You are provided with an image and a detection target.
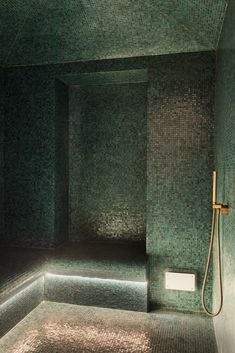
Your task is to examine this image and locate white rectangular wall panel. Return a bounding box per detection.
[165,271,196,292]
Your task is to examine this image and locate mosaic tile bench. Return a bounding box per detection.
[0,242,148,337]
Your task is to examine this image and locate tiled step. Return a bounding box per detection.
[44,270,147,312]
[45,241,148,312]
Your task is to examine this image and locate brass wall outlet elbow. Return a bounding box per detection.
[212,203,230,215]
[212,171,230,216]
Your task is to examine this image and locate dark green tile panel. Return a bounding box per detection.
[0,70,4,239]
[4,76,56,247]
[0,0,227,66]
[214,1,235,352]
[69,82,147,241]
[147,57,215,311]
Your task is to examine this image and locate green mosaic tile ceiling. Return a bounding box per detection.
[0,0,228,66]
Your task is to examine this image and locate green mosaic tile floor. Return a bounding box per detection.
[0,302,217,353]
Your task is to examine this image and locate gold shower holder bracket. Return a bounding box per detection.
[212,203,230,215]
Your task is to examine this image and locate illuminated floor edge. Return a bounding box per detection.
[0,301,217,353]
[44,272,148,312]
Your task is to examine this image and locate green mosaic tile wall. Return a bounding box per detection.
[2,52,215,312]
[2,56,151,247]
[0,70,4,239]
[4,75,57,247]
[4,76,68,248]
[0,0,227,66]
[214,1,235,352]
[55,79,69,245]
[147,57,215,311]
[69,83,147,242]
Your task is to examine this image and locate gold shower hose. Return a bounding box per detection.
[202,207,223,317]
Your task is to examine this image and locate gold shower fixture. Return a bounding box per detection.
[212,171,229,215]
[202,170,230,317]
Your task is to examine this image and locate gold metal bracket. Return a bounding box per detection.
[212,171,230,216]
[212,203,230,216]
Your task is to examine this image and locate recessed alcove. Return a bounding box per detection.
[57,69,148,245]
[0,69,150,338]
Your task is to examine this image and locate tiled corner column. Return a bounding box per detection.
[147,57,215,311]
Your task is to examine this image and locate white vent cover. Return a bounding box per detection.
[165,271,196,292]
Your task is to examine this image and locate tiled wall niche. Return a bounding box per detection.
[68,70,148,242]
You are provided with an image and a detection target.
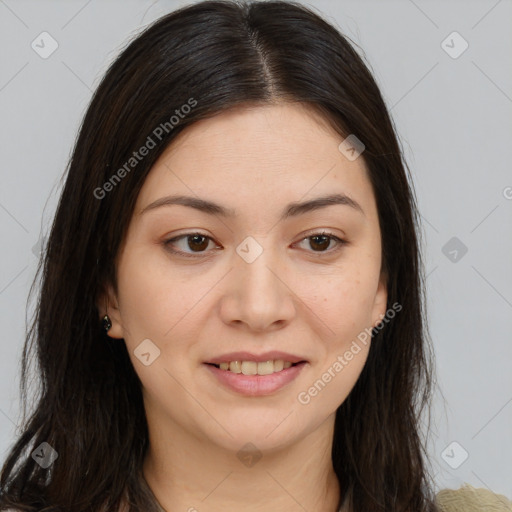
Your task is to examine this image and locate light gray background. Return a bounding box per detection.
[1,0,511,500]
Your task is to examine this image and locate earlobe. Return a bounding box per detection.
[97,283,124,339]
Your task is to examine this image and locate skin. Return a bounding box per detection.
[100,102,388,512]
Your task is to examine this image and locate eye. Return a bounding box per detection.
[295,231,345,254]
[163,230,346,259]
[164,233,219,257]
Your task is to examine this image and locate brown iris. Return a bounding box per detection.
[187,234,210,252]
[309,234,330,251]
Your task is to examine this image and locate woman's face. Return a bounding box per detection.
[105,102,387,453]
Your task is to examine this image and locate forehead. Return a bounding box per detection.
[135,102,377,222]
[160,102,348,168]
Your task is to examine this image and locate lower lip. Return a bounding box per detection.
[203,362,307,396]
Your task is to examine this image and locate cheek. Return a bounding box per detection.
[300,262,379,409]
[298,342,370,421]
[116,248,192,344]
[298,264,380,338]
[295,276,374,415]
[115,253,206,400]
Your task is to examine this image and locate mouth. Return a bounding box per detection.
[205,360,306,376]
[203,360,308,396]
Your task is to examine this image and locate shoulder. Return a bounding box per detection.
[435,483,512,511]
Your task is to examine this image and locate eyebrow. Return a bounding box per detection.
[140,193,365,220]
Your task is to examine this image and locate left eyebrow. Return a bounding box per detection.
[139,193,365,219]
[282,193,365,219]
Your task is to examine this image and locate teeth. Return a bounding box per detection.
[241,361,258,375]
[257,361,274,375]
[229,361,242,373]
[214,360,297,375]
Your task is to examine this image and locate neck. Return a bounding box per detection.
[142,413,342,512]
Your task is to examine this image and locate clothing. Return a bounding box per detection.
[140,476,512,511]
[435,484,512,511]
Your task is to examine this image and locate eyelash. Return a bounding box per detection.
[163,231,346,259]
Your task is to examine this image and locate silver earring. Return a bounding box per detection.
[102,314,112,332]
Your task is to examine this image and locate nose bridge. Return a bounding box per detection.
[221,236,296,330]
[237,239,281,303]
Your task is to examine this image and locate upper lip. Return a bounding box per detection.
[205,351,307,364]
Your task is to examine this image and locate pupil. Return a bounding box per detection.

**Work request**
Output the records above in their entirety and exactly, leaving out all images.

**Solution to this problem**
You are provided with an image and a detection target.
Your task is to examine this image and locate white rectangular wall panel. Return a bounding box per detection.
[165,271,196,292]
Your task is to examine this image and locate mosaic tile bench. Return a bounding box per detection.
[0,242,148,337]
Your task is to examine this image and locate tiled step. Return a bounding box per detection.
[44,270,147,312]
[45,241,148,312]
Your task is to examine this image and locate brass wall outlet elbow. Return a bounding box per detection.
[212,203,230,215]
[212,171,230,216]
Your task is to examine this image and locate dark green tile panel. Return a bounding box per detection.
[0,70,4,239]
[4,76,56,247]
[0,0,227,66]
[214,1,235,352]
[69,82,147,241]
[147,57,215,311]
Your task is to examine this image and locate green mosaic tile ceiling. Return a bounding box per detection.
[0,0,228,66]
Your task is to examine this image and locate green mosaic tile floor. Return a bounding box per detection.
[0,302,217,353]
Your task is to examine this image and locate gold shower holder bracket. Return a bounding box per detection.
[212,203,230,215]
Your task is to examine this image and locate illuminated floor edge. Return a bounding box per detection.
[0,301,217,353]
[44,272,148,312]
Your task is to examine this image and locate green mosaic tile wall. Return a bounding box per detection.
[2,52,215,312]
[2,56,151,247]
[0,70,4,239]
[4,75,57,247]
[4,76,68,248]
[0,0,227,66]
[214,1,235,352]
[55,79,69,245]
[147,57,215,311]
[69,83,147,242]
Your task is to examine this image and locate gold shower hose. Return a bounding box per detection.
[202,207,223,317]
Your task is to examine this image and locate gold shower fixture. Return a bounding box per detection.
[212,171,229,215]
[202,170,230,317]
Your task is to examine this image and locate gold metal bracket. Return a bounding box per detection.
[212,171,230,216]
[212,203,230,216]
Your task is to examine this image and locate recessed alcove. Return a bounding box per detection.
[57,69,148,245]
[0,69,150,338]
Your task is to examine this image and locate tiled corner column. Return a bounding box per detection.
[147,57,215,311]
Your task is to examine this image and locate white vent cover. Return a bounding box per detection.
[165,271,196,292]
Your task is to examine this image and locate tiled wall niche. Return a bounding box per detection.
[68,70,148,242]
You are provided with an image and a detection target.
Your task is to examine this image and locate light gray background. Return a bounding box per detection.
[1,0,511,500]
Your task is to examine this image and locate earlobe. Return a bounding box per detection.
[97,283,124,339]
Your task is to examine this image and locate skin. Return a bounding box per detection.
[100,102,388,512]
Your task is to examine this image and locate eye. Return a bounding box per detection.
[295,231,345,254]
[163,230,346,259]
[164,233,219,257]
Your task is to examine this image and locate brown iris. Return a bounding box per detection.
[187,234,210,252]
[309,234,330,251]
Your task is to examine this image and locate woman's face. Return a bounding box per detection.
[105,102,387,453]
Your task is to examine this image and locate forehead. Return a bounding box per detection.
[135,102,377,222]
[160,102,348,168]
Your task is to examine this image and locate lower lip. Return a bounding box per detection.
[203,362,307,396]
Your task is to examine this image and locate cheek. Return a bounding box per detection.
[300,262,379,409]
[298,342,370,421]
[116,248,192,344]
[298,264,380,338]
[295,276,374,415]
[115,253,206,400]
Your task is to examine this image and locate mouth. Return a bounding box per detection.
[205,360,306,376]
[203,360,308,396]
Your task is to examine this image and locate shoulder. Return a bounding box per detection.
[435,483,512,511]
Your task is to examine this image and locate eyebrow. Return a bounding box per detection.
[140,193,365,220]
Your task is to examine this image and locate left eyebrow. Return a bounding box per detection.
[139,193,365,219]
[282,193,365,219]
Your task is to examine this image and locate teeth. Return a bounding box per detection.
[241,361,258,375]
[257,361,274,375]
[229,361,242,373]
[214,360,297,375]
Your task is to examine this image and locate neck. Return a bounding box per detection.
[142,413,342,512]
Your task is to examine this image and locate clothing. Return a bounding box per detection.
[140,476,512,511]
[435,484,512,511]
Your task is to examine this image and locate eyelash. Return a bounding box per detection.
[163,231,346,259]
Your task is to examine this image and locate silver earring. Return a bounding box per detection.
[102,314,112,332]
Your task is to examine this image and locate nose bridge. Return a bounding box per detection.
[221,236,296,330]
[237,239,281,303]
Your task is to examine this image and locate upper lip. Return a bounding box per detection.
[205,351,307,364]
Your task is to examine this image and locate pupil. Return a bounding box per detection.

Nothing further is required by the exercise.